§ Exercise details:
Reproduce the stretch of items below from the line containing "In this exercise you will locate the dark" through the line containing "[(482, 146)]", character for character and with both end lines included. Give only those lines.

§ Dataset rows:

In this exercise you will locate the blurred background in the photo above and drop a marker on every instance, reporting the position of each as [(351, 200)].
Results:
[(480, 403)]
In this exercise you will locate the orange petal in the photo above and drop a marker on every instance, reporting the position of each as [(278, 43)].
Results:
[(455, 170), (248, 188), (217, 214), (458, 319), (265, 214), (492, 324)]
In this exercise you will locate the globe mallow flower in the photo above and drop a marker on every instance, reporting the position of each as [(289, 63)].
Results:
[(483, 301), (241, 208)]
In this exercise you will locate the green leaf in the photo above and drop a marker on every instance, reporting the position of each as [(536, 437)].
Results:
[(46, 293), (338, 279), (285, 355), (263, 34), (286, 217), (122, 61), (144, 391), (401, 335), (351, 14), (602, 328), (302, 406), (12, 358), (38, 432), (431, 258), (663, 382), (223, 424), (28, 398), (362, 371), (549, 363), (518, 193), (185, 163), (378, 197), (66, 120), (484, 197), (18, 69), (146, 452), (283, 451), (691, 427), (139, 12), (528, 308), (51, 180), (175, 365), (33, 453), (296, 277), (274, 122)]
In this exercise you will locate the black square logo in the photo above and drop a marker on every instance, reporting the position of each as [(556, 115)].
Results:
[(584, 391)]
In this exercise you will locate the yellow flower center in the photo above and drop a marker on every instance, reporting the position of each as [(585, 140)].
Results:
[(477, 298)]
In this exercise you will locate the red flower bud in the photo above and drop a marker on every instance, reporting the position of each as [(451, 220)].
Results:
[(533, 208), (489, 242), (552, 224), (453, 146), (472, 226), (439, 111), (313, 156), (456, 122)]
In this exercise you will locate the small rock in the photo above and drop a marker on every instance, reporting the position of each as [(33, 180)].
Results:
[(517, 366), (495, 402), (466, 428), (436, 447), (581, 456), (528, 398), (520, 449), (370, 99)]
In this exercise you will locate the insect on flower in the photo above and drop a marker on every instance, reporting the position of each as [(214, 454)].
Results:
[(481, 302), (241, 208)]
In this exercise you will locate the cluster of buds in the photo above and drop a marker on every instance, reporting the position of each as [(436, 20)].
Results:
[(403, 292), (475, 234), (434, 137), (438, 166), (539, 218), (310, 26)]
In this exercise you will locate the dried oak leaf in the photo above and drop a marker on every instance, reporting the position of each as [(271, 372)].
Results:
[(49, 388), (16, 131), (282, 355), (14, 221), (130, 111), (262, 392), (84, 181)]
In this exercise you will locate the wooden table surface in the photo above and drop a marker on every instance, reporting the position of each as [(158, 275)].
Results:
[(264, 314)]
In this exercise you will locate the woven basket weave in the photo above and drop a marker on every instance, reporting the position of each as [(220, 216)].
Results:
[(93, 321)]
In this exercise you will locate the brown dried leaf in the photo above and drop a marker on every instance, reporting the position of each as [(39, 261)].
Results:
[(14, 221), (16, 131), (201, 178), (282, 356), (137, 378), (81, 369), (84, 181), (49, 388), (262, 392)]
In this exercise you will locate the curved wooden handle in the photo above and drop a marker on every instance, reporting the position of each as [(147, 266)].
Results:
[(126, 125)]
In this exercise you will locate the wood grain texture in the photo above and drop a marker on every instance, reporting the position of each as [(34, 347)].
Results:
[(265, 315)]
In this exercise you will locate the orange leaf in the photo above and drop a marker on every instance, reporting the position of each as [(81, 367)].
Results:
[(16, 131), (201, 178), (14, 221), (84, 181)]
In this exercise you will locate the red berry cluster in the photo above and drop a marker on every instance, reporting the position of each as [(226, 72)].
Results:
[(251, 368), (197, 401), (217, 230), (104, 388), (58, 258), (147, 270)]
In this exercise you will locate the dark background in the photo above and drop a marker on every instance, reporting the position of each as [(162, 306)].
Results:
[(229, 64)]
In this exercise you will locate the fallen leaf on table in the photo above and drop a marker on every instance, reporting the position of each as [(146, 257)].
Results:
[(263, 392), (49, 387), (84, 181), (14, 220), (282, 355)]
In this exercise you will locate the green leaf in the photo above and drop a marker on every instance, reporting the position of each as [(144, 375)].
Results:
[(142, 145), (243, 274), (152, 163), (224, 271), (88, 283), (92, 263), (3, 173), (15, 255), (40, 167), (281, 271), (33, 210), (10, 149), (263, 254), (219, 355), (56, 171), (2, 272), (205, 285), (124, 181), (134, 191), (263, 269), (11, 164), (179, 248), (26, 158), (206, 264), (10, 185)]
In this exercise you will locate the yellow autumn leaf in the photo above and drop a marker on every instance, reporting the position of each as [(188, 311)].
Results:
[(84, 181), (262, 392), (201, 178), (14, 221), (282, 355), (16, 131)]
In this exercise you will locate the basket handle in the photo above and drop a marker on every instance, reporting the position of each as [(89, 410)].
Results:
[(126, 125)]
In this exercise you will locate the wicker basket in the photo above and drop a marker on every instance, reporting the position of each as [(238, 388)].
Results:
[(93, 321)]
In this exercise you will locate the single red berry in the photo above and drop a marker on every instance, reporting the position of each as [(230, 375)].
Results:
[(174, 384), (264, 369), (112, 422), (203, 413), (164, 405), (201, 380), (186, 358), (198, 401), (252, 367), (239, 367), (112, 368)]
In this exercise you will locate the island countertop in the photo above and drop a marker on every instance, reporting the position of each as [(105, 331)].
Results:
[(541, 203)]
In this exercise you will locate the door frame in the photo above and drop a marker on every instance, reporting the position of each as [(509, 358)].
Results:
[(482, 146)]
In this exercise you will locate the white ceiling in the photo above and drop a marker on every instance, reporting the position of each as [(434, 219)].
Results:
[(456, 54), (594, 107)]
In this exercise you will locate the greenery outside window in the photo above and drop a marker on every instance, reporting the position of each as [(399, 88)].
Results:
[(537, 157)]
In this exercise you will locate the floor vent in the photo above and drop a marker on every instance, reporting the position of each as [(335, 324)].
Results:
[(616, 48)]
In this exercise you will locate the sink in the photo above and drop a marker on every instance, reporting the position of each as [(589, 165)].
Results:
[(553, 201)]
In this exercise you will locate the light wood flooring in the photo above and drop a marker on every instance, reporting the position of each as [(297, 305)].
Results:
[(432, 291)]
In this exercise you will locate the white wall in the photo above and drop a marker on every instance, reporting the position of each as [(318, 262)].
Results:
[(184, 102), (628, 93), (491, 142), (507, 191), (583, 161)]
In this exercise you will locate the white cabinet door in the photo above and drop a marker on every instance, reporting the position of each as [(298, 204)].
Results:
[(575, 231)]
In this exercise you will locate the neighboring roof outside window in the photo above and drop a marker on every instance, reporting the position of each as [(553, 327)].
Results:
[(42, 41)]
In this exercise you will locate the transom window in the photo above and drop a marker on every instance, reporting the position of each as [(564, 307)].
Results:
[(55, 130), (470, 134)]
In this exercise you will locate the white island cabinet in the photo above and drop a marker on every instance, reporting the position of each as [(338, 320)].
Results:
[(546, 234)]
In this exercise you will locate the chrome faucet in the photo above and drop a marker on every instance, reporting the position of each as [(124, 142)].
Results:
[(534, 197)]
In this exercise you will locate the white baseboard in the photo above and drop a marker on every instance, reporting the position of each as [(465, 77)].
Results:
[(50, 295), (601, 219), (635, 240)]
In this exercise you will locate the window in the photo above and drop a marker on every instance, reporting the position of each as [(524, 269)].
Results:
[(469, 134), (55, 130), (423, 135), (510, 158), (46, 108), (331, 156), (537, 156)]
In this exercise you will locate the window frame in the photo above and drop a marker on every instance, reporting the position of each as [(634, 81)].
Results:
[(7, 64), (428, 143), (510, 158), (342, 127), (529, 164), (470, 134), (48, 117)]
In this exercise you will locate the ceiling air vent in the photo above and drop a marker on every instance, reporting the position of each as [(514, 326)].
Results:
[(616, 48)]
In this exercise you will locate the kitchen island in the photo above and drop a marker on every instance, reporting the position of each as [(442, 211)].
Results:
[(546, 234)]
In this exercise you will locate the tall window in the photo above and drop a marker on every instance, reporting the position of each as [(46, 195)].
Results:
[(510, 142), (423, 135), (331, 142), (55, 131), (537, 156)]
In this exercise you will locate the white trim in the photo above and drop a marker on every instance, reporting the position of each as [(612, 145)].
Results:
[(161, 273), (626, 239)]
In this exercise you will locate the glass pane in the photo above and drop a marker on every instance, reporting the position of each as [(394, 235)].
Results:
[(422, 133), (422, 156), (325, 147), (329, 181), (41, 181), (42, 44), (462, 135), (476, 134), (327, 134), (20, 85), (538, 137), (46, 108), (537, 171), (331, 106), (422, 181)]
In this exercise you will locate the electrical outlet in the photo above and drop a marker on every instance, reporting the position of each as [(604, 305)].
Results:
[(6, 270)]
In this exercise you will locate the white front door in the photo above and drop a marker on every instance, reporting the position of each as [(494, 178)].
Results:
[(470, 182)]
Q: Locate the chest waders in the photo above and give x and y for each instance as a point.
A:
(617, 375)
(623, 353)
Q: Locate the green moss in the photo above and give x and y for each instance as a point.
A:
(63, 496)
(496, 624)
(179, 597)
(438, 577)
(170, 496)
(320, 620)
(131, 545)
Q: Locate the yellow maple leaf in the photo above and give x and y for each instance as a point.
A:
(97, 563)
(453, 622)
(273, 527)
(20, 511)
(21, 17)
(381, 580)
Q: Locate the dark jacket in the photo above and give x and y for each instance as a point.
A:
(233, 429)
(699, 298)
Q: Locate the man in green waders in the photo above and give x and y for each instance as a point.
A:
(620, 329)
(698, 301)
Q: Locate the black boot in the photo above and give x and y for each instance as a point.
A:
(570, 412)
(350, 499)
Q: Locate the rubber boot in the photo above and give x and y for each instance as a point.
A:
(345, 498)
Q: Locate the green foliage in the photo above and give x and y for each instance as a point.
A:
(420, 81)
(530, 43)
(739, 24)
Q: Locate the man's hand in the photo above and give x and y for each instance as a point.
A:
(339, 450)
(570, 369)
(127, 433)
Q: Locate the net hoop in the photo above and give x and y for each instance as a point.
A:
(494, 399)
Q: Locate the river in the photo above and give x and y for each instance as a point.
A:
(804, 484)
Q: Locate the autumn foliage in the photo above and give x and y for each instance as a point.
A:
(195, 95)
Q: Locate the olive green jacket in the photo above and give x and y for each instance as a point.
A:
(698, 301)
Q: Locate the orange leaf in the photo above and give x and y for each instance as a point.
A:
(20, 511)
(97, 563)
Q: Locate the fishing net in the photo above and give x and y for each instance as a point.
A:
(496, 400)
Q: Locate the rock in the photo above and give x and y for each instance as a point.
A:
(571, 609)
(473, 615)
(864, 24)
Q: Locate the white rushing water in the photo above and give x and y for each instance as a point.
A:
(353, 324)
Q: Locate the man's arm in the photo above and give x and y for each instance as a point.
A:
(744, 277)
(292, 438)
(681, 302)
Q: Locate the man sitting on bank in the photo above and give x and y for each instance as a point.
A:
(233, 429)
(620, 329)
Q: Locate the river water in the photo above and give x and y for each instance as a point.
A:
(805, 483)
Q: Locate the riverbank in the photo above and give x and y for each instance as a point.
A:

§ The result:
In this exercise you will locate the dark background in the photo above and drop a marker on every instance, reporting the position of each as [(162, 306)].
Results:
[(229, 64)]
In this exercise you will locate the fallen leaf on table in the photo above and drop a marker on every instance, reporting the position of each as [(146, 257)].
Results:
[(263, 392), (49, 387), (84, 181), (14, 220), (282, 355)]
In this exercise you will locate the green leaf in the photo above and drop a marker on every instance, reporting the position of each as [(144, 375)].
Results:
[(142, 145), (243, 274), (152, 163), (224, 271), (88, 283), (92, 263), (3, 173), (15, 255), (40, 167), (281, 271), (33, 210), (10, 149), (263, 254), (219, 355), (56, 171), (2, 272), (205, 285), (124, 181), (134, 191), (263, 269), (11, 164), (179, 248), (26, 158), (206, 264), (10, 185)]
In this exercise you will locate the yellow autumn leaf in the photo above and drop a marker on every instance, reporting the position of each as [(188, 311)].
Results:
[(84, 181), (262, 392), (201, 178), (14, 221), (282, 355), (16, 131)]
In this exercise you will locate the basket handle in the photo above and drop a marker on every instance, reporting the position of each as [(89, 410)].
Results:
[(126, 125)]
In this exercise you will locate the wicker basket in the photo above and drop a marker on every instance, reporting the position of each as [(238, 388)].
Results:
[(93, 321)]
In this exercise you will locate the single red berry in the photo above and drop a marker on every instance, reporting the position of each as [(230, 375)].
Results:
[(174, 384), (264, 369), (112, 422), (203, 413), (164, 405), (201, 380), (186, 358), (198, 401), (252, 367), (239, 367), (112, 368)]
In this exercise you will locate the island countertop in the photo above and drop a marker on every instance, reporting the position of each as [(105, 331)].
Results:
[(541, 203)]
In this exercise you will locate the door frame in the photo above and drop a marker on every instance, reporting the position of each as [(509, 358)].
Results:
[(482, 146)]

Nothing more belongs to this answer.